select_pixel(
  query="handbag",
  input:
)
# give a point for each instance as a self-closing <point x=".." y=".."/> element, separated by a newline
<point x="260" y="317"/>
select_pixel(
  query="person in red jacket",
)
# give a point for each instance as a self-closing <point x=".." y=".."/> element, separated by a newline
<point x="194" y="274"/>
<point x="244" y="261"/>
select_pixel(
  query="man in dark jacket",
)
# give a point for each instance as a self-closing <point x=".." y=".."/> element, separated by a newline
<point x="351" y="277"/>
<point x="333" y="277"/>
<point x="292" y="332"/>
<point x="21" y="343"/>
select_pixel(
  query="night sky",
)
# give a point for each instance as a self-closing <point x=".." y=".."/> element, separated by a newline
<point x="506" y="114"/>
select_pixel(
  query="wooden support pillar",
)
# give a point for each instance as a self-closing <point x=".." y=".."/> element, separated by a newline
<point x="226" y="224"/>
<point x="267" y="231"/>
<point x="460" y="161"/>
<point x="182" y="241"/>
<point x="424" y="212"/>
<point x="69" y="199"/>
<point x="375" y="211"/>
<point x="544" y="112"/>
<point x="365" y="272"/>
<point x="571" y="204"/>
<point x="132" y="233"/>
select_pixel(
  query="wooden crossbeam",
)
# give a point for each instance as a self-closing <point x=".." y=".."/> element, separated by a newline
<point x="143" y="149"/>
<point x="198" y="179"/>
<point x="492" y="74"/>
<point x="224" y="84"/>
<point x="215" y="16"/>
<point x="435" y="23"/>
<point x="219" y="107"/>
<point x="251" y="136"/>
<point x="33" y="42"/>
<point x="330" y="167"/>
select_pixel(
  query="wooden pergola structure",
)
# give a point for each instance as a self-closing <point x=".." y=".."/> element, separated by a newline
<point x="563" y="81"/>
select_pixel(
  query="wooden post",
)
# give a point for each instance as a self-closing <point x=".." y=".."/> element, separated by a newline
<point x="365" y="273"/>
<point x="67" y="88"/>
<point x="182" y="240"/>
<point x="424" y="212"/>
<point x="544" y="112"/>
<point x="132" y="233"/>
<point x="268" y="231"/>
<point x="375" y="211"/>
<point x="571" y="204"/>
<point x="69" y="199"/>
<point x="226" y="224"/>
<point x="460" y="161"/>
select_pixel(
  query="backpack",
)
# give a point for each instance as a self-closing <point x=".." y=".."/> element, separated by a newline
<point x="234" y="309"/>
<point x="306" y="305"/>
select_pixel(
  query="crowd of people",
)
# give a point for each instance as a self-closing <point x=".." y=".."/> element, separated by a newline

→ **Task description**: Check each line of the entries above for the string "jacket", and return those that contain it.

→ **Output of the exercise**:
  query="person in red jacket",
  query="man in dark jacket",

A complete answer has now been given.